• _EXERCISE REQUIREMENTS_:
Convert the rows below into a Markdown table with the columns No. and Content, one line per table entry, skipping any blank lines. Leave the pictures out.

───── DATA IN THIS EXERCISE ─────

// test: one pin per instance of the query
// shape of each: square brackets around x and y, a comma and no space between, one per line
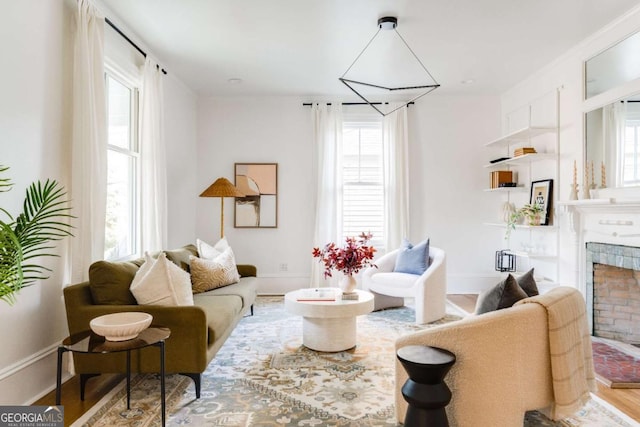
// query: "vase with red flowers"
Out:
[349,259]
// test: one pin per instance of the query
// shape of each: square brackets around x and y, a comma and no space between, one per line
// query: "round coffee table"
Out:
[329,326]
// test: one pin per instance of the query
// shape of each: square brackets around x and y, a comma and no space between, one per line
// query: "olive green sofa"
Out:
[197,332]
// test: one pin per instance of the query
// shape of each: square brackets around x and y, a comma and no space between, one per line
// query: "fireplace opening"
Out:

─────

• _CORRECT ANSWER_:
| No. | Content |
|---|---|
| 1 | // test: one pin per instance of the query |
| 2 | // shape of each: square brackets around x and y, a comma and no space between, one per line |
| 3 | // query: "vase with red flowers" |
| 4 | Out: |
| 5 | [349,259] |
| 6 | // test: one pin per instance of the query |
| 7 | // shape of each: square brackets around x and y, a comma and no space between, one per line |
| 8 | // query: "round coffee table" |
| 9 | Out: |
| 10 | [329,326] |
| 11 | // test: one pin per instance of the query |
| 12 | // shape of each: square brackets around x and y, a comma and no space between, one per line |
| 13 | // query: "olive green sofa" |
| 14 | Out: |
| 15 | [197,332] |
| 16 | // test: one pin per instance of the query |
| 17 | // shape of each: square brackets around x and y, a comma and no space between, one per line |
| 18 | // query: "fireplace opening" |
| 19 | Out: |